__EXERCISES__.
A) In the excerpt on basement and crawl space wall heat loss, in which locations do the MEC and IECC basement wall requirements not apply?
B) Using the excerpt on basement and crawl space wall heat loss, explain why the code building is assumed to be insulated only to 12 in. below outside grade when a crawl space wall's inside ground surface is 12 in. or more below the outside finished grade.
C) Continue the excerpt on basement and crawl space wall heat loss from its last sentence.

Basement wall requirements in the MEC and IECC do not apply to locations with HDD <1500.
In MECcheck, however, the user may receive credit for insulating basement walls in these locations. In
this case, the requirement is assumed to be an uninsulated wall of the type selected by the user, with some
exceptions.

A.5 Crawl Space Walls

The methodology for calculating heat loss through crawl space walls is identical to that described
above for basement walls.

The crawl space wall calculation requires the same inputs as the basement wall calculation. In
computing the code building UA, these same inputs are used except for the insulation R-value. For the
code building, the required UA is derived from Equation (A.15), except that the MEC Uo used in this
equation comes from the crawl space wall requirement rather than the basement wall requirement.

For crawl space walls having an inside ground surface 12 in. or more below the outside finished
ground surface, the code only requires the insulation to extend 12 in. below the outside grade. In this
case, the code building in the UA comparison is assumed to be fully insulated above outside grade and
insulated to 12 in. below outside grade.

__DATA ROWS__.
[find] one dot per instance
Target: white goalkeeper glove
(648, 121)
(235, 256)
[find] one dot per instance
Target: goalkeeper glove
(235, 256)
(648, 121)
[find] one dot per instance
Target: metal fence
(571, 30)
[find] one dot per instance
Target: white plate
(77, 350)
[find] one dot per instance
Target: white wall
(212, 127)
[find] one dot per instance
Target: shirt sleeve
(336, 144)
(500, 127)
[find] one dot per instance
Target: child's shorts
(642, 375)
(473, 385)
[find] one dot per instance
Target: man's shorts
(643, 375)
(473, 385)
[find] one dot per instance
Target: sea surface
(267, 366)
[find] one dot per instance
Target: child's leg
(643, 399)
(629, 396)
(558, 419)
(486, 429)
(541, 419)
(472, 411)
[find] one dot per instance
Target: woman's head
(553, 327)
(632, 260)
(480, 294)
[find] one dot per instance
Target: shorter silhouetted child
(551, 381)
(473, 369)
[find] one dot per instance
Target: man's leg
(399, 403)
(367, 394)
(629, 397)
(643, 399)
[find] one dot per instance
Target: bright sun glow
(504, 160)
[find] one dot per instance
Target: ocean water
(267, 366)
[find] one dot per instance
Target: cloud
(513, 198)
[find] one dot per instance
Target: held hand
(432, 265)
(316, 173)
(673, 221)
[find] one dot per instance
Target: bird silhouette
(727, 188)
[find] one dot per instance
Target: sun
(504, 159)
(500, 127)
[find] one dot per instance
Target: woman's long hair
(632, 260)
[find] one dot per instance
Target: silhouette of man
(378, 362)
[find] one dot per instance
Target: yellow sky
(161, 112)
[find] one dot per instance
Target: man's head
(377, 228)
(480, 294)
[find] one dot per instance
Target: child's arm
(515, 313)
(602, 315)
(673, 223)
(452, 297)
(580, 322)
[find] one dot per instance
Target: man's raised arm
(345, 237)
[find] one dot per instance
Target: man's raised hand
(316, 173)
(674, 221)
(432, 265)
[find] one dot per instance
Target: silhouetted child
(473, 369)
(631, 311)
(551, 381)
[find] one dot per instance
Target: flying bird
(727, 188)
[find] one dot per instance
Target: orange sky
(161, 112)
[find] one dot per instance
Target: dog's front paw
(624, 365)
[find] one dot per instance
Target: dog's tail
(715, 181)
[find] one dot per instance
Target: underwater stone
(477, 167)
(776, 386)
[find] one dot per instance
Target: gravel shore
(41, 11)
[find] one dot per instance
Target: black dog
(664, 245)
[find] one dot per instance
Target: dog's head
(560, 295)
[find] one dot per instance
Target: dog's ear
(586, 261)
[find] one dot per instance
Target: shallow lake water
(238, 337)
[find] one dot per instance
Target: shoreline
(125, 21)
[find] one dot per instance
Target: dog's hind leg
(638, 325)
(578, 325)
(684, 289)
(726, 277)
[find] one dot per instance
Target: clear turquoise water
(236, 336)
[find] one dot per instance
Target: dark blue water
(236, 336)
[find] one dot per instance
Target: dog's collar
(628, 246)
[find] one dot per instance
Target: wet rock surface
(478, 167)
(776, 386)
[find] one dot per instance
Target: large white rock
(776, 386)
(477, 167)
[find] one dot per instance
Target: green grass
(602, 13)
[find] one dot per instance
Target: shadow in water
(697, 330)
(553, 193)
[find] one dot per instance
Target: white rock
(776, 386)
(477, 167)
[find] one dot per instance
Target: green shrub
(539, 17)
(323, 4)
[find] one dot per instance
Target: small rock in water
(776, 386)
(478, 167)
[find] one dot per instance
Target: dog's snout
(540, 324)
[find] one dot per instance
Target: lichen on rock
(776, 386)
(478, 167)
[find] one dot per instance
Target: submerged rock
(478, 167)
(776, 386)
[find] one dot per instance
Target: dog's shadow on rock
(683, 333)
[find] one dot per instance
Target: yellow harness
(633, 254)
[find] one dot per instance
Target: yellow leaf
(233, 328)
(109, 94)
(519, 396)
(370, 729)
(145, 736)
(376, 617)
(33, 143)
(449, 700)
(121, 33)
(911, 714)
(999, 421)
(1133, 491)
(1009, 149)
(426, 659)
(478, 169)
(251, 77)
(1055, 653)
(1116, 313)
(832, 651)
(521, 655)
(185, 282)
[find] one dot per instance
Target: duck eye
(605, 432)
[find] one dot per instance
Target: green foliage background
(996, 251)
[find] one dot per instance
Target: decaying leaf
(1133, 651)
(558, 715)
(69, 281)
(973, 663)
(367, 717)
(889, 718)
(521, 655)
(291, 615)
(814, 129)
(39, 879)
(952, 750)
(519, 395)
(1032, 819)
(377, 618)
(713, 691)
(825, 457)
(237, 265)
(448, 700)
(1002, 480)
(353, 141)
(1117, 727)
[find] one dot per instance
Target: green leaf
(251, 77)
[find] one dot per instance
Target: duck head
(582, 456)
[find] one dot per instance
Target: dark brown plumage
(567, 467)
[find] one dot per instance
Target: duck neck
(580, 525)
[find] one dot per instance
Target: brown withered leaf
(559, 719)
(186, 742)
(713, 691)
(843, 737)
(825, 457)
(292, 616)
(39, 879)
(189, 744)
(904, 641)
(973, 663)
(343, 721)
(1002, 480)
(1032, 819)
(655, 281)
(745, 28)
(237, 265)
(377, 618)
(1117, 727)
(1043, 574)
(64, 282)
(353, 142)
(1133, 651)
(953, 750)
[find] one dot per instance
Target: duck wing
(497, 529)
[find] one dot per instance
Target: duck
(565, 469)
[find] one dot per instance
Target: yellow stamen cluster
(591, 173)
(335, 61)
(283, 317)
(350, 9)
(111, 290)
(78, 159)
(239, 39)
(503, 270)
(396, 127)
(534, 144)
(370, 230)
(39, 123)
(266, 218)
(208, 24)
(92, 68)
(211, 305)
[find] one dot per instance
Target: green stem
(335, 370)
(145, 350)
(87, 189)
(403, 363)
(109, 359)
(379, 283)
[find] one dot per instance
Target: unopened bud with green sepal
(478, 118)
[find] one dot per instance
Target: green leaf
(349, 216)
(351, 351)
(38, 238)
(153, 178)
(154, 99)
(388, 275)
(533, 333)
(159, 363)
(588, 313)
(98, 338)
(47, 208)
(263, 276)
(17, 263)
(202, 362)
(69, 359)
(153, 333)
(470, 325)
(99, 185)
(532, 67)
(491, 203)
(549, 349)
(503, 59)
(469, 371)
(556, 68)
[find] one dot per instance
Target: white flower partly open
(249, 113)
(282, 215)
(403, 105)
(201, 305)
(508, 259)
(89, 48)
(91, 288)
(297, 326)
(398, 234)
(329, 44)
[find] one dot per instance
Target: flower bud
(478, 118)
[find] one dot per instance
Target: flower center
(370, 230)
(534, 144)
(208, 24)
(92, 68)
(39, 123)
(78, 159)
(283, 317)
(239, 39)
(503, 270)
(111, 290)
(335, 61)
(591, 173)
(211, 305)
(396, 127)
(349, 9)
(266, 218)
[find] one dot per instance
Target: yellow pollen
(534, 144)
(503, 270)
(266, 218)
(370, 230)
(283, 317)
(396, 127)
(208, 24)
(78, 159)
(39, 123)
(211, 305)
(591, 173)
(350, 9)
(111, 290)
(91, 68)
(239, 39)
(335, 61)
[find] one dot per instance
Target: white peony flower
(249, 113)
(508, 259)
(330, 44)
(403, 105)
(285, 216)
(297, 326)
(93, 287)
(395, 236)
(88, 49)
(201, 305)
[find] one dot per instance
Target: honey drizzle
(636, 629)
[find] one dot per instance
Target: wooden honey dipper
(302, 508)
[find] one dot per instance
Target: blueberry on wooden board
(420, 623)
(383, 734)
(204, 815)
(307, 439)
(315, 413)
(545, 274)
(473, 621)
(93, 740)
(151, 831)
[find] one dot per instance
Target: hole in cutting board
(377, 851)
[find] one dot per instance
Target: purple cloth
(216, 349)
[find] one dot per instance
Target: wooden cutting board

__RESULTS OF THE TASKS__.
A) They do not apply in locations with fewer than 1500 heating degree days (HDD).

B) For such crawl space walls, the code requires the insulation to extend only 12 in. below the outside grade. The code building in the UA comparison therefore reflects that requirement: it is fully insulated above outside grade and insulated down to 12 in. below it.

C)
For crawl space walls having an inside ground surface less than 12 in. below outside grade, the
code requires the insulation extend downward vertically and inward horizontally a total distance of 24 in.
from the outside grade surface. In this case, it is necessary to account for the horizontal insulation
required by the code in the MECcheck software (DOE 1995c). The 1989 ASHRAE Handbook:
Fundamentals does not provide an estimate of the effect of horizontal insulation on the heat loss through
the crawl space floor (ASHRAE 1989). Therefore, the horizontal insulation is accounted for in the UA
calculation by assuming both the insulation and the wall extend down vertically 24 in. below the outside
grade. In the UA calculation, this assumption increases the area of the crawl space wall beyond the actual
vertical wall area. This vertical insulation assumption, when the insulation is actually horizontal, is
reasonable because the length of the heat flow path through the soil to bypass the insulation is about the
same in either case. The same assumption is made for both the code building and the proposed building.

A.6 Slab-On-Grade Floors

To calculate foundation heat losses, heat loss values for slabs were taken from Huang et al.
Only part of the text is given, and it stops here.